SUPPLIED RECORDS
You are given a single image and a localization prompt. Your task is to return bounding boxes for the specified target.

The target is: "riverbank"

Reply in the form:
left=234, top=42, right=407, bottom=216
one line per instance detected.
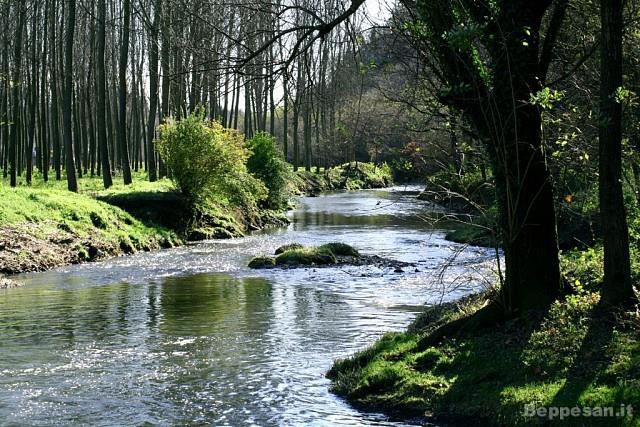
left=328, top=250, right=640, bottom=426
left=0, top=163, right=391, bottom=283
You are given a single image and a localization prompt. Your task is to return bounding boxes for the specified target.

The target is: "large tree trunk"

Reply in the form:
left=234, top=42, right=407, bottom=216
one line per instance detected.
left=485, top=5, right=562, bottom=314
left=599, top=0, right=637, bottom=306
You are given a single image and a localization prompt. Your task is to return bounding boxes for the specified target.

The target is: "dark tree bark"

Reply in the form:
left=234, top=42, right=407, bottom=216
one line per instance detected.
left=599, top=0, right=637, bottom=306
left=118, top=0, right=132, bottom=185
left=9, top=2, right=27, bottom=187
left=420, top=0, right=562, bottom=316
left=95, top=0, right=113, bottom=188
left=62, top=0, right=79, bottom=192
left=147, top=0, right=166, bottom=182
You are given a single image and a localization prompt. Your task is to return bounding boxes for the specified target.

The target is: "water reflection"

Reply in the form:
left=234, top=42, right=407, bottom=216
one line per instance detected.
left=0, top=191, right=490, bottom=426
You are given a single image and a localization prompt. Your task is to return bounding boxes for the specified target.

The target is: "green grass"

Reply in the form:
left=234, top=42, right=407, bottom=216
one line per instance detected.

EXERCISE GOAL
Write out every line of the listing above as a numbered list, skipping the blank lines and leaving the picture out.

RESULT FOR THIS EXERCISE
1. You are given a single image and a localization prompt. Your task is to return bounding boxes for the specified target.
2. The target is: "riverbank"
3. Reply in the form:
4. left=234, top=42, right=407, bottom=216
5. one line per instance detected.
6. left=328, top=250, right=640, bottom=426
7. left=0, top=163, right=391, bottom=283
8. You are given a single image and a localization prompt. Your task is to return bounding boxes for the specified target.
9. The target is: "large tree trunk"
10. Reply in the form:
11. left=234, top=42, right=407, bottom=216
12. one line per instance detected.
13. left=485, top=5, right=562, bottom=314
14. left=599, top=0, right=637, bottom=306
15. You are given a single image and a localization prompt. Your task is to return bounding boxes for the specified target.
16. The target is: "dark tree bark"
17. Reply in the form:
18. left=234, top=42, right=407, bottom=216
19. one line per instance detected.
20. left=599, top=0, right=637, bottom=306
21. left=118, top=0, right=132, bottom=185
22. left=9, top=2, right=27, bottom=187
23. left=420, top=0, right=562, bottom=316
24. left=95, top=0, right=113, bottom=188
25. left=62, top=0, right=79, bottom=192
26. left=147, top=0, right=166, bottom=182
27. You are given a single image and a localization prompt. Your task is to return bounding boxes for the specified target.
28. The target is: "water reflection"
29. Reply in the form:
30. left=234, top=42, right=407, bottom=216
31. one line per instance detected.
32. left=0, top=191, right=490, bottom=426
33. You are given a single image and a localization prompt. Your task is to return bounding boxes for the specified target.
34. The target is: "green grass"
35. Reply in the form:
36. left=234, top=42, right=407, bottom=216
37. one line per instance detected.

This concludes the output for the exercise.